• [To be done] Copy out only the records in the stretch from the line containing "For the evaluation set, tag every instance of the yellow" through the line containing "[[488, 207], [559, 207], [401, 168], [576, 159], [444, 108]]", requests included, offsetting every point coordinate in the answers by -64.

# START OF Material provided

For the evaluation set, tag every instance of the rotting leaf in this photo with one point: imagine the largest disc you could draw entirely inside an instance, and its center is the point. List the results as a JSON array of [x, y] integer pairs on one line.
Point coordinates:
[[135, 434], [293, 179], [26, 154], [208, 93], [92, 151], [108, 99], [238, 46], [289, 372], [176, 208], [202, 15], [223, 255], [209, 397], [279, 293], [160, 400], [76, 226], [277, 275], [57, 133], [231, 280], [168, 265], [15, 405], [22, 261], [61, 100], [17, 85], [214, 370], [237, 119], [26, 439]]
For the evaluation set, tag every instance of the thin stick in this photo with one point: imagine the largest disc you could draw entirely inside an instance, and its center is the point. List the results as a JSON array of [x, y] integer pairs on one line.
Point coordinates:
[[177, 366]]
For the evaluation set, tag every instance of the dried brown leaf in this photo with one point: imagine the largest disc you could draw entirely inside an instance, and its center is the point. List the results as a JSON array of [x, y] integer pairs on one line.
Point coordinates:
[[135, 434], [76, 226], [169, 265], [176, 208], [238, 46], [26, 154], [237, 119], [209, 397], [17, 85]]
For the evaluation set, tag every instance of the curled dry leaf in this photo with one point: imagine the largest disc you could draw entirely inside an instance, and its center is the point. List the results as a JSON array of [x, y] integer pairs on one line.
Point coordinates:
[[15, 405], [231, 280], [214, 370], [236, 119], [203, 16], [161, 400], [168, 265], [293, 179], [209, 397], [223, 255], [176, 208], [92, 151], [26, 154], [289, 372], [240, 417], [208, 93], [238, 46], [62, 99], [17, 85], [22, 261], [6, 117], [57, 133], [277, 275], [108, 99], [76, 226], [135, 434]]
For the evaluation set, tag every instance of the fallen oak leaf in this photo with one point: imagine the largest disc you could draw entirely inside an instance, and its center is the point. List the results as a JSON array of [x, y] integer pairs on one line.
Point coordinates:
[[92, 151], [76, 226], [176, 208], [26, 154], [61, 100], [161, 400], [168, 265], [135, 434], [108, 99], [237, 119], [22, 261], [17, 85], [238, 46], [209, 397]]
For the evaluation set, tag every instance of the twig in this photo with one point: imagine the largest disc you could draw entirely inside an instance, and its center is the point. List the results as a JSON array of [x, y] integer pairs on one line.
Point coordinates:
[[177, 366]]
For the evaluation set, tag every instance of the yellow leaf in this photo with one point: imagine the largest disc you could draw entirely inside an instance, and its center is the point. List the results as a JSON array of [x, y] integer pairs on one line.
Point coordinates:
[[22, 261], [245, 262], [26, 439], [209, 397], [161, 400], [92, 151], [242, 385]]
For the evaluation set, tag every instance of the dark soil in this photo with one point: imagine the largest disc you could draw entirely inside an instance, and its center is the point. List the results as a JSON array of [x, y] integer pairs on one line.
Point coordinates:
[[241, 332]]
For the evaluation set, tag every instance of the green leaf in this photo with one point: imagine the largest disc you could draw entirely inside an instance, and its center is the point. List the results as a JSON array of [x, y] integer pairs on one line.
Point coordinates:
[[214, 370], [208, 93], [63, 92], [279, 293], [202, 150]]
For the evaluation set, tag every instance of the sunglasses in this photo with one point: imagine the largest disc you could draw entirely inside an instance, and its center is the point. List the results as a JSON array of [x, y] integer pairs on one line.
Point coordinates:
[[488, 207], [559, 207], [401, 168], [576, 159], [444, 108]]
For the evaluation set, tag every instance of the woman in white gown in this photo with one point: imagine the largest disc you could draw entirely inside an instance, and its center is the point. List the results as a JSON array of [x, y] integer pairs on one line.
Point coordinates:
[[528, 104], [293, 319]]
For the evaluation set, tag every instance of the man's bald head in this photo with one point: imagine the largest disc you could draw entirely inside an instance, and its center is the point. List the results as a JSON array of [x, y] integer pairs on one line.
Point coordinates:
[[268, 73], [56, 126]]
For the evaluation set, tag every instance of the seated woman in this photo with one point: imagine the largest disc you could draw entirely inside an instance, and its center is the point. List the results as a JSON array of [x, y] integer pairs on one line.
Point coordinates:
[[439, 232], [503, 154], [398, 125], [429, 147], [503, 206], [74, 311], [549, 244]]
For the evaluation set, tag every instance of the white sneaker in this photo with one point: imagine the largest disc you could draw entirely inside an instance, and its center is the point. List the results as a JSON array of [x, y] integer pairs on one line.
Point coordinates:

# END OF Material provided

• [Task result]
For the evaluation set, tag every instance of the yellow leaf in this photo with one point: imagine the largest disc you could draw entirely inside an instance, and its center is the point. List the results as a JSON array of [x, y] integer pairs on one line.
Point coordinates:
[[-42, 197], [181, 198], [-38, 375], [145, 333], [97, 336], [28, 87], [178, 321]]
For the evaluation set, tag every instance of the dark soil in this photo with one point: imagine the largest disc you could draw entirely inside an instance, and its center is the point. List the results as a JSON array of [x, y] integer pairs on one line.
Point coordinates:
[[177, 268]]
For the evaluation set, tag every instance of the green leaf in this photo with one point: imagine the largest disc you could draw entirely inside an instance, and its center is the point. List the results as a JSON array of [x, y] integer pairs on one line.
Point coordinates:
[[150, 306], [144, 29], [-1, 28], [215, 229], [138, 86]]
For the evaluation set, tag every instance of the sunglasses in this photo with one point: imagine the largest disc you could draw entirely inside an instance, and its center is the point. List the results as a JSON array of [x, y] integer pairs on one line.
Point coordinates:
[[424, 143], [495, 143], [337, 104], [512, 95], [380, 44]]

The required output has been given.